▶ **DIRECTIONS**
Exclude the pictures, then repeat the remaining data exactly.

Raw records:
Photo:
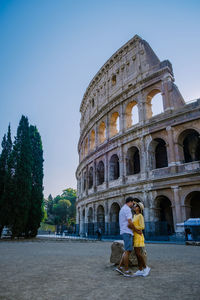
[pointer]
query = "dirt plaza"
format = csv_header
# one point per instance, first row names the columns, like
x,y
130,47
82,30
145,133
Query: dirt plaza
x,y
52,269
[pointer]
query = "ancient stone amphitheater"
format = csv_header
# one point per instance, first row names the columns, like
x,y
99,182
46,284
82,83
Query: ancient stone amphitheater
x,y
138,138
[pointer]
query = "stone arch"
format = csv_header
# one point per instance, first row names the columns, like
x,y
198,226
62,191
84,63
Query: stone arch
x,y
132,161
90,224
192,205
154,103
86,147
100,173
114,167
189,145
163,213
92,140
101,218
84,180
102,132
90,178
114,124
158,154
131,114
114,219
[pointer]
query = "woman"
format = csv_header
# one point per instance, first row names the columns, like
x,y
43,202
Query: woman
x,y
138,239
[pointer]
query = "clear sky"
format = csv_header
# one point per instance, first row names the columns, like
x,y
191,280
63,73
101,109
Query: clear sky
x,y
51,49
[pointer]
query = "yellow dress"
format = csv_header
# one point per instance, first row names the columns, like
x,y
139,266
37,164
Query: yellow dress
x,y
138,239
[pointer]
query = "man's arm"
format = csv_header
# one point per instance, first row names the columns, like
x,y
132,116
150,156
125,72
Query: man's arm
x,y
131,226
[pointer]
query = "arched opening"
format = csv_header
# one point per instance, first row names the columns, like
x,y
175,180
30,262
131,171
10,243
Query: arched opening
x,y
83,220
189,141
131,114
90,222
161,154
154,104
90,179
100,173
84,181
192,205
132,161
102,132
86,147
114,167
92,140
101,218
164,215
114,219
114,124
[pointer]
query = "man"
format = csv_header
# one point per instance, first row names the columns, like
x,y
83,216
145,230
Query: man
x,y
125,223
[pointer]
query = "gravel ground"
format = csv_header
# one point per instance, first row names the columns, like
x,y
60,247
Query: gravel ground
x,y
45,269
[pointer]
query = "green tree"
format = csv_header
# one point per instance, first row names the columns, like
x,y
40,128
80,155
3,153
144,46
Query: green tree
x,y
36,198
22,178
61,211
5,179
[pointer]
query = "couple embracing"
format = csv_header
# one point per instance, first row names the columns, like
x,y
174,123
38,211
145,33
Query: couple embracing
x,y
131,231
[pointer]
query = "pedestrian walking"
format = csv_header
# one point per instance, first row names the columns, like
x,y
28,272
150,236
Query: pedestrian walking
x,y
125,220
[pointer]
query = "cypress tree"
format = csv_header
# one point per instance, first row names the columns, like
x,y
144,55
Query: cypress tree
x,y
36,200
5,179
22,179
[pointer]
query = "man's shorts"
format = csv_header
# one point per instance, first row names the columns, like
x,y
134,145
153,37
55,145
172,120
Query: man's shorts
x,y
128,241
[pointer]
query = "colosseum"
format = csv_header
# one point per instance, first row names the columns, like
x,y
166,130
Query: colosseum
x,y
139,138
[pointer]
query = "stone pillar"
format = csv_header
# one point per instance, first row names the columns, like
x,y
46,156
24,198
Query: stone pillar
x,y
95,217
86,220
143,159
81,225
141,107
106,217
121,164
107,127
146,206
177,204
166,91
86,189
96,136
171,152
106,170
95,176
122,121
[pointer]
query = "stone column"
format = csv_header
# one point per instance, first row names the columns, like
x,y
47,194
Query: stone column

▶ **WRITTEN ANSWER**
Photo:
[pointer]
query = "dirt plaza"
format = csv_header
# one point per instance, first row names the columns, like
x,y
130,47
82,30
145,133
Query: dirt plaza
x,y
52,269
[pointer]
query = "ancient stone amphitheater"
format = csv_header
# one point per instance, first row names the columns, like
x,y
99,182
46,284
82,83
Query: ancient stone amphitheater
x,y
138,138
[pointer]
query = "stone arch"
format = csv_header
# one point per instance, first row names the columns, like
x,y
198,226
62,191
84,63
Query: stone arch
x,y
132,161
90,224
192,205
154,103
86,147
100,173
114,167
189,145
163,213
92,140
101,218
84,180
102,132
90,178
114,124
158,154
131,114
114,219
[pointer]
query = "woman"
format = csv_header
# one point per instance, first row names the columns, like
x,y
43,202
Query: woman
x,y
138,239
[pointer]
query = "clear sky"
format = csv_header
# one point per instance, first row names the columns, like
x,y
191,280
63,73
101,109
Query: clear sky
x,y
51,49
[pointer]
query = "yellow dress"
format = csv_header
# one point per instance, first row names the columns, like
x,y
139,266
37,164
Query: yellow dress
x,y
138,239
[pointer]
query = "man's arm"
format = csv_header
# one point per instance, first row names the columns, like
x,y
132,116
150,156
125,72
Query: man's arm
x,y
131,226
[pointer]
query = "arched opening"
format = csv_header
# one point per instance, first row names the columns, like
x,y
175,180
30,262
131,171
10,243
Query: arched opening
x,y
83,220
189,141
131,114
90,222
161,154
154,104
90,179
100,173
84,181
192,205
132,161
102,132
86,147
114,167
92,140
101,218
164,215
114,219
114,124
[pointer]
query = "man"
format = csv_header
# one point per instance, first row names the columns, like
x,y
83,216
145,230
Query: man
x,y
125,223
[pointer]
query = "gravel ground"
format = csv_header
# one point per instance, first row names the columns, like
x,y
60,247
Query: gravel ground
x,y
45,269
[pointer]
query = "green tree"
format = csv_header
# one point per instance, first row names the columns, like
x,y
40,128
80,155
3,153
144,46
Query: green tree
x,y
36,198
22,178
61,211
5,179
[pointer]
query = "couple embracing"
format = csv_header
# one point per instance, first row names the columns, like
x,y
174,123
38,211
145,33
Query: couple embracing
x,y
131,231
[pointer]
query = "pedestrian walking"
format = csv_header
# one point per instance, first row names the columns, like
x,y
28,272
150,236
Query: pedestrian walking
x,y
125,220
[pointer]
query = "cypress tree"
format = csv_header
# one point per instance, first row names the columns, like
x,y
144,55
Query: cypress tree
x,y
36,200
5,179
22,179
[pointer]
query = "man's shorts"
format = csv_header
# one point per instance, first row names the columns, like
x,y
134,145
153,37
55,145
172,120
Query: man's shorts
x,y
128,241
[pointer]
query = "colosseum"
format = csv_header
# one point per instance, first row names the columns, like
x,y
166,130
Query: colosseum
x,y
139,138
[pointer]
query = "stone pillar"
format = csv_header
# one point per instance, first row names the columns, like
x,y
46,156
24,198
Query: stone pillar
x,y
95,217
86,220
143,159
81,225
141,107
106,217
121,164
107,127
146,206
177,204
166,91
86,189
96,136
171,152
106,170
95,176
122,121
[pointer]
query = "stone column"
format = csv_header
# one point per instance, first row names the columns, like
x,y
47,194
Query: stone column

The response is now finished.